WHAT THE EXERCISE ASKS
Every line with "stem" in it should be copied from the data.

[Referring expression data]
┌──
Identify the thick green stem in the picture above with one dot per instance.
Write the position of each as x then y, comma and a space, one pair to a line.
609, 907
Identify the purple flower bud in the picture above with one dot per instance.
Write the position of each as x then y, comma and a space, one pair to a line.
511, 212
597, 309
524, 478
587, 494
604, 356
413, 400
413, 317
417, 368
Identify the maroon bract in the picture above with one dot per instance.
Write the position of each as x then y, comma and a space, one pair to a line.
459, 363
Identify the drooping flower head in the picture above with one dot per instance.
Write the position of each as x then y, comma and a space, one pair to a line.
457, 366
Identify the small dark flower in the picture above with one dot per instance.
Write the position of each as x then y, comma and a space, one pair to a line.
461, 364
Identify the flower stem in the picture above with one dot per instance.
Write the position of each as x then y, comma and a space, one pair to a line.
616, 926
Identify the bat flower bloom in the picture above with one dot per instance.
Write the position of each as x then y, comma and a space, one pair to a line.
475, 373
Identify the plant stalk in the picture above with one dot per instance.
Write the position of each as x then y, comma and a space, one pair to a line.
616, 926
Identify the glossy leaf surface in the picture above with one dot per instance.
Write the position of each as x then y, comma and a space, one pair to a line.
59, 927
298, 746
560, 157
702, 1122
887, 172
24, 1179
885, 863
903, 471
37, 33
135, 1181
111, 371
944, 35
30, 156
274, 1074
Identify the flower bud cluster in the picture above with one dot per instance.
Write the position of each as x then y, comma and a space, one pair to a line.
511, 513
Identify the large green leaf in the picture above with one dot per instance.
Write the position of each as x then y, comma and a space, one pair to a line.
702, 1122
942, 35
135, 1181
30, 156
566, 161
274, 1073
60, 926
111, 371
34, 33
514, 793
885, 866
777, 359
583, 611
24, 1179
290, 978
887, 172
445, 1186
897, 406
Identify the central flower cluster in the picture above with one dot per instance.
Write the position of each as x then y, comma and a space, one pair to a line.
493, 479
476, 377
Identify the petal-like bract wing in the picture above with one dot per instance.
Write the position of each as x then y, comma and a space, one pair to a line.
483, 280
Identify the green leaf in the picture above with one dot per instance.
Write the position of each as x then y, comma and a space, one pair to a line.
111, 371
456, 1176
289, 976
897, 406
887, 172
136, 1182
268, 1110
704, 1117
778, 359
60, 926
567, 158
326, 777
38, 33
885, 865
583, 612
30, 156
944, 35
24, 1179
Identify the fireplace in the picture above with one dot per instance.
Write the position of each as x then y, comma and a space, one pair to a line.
└──
TASK ANSWER
Identify the thick green stem in the picture above with one dot per instance.
Identify the flower stem in the picture above with one dot per instance.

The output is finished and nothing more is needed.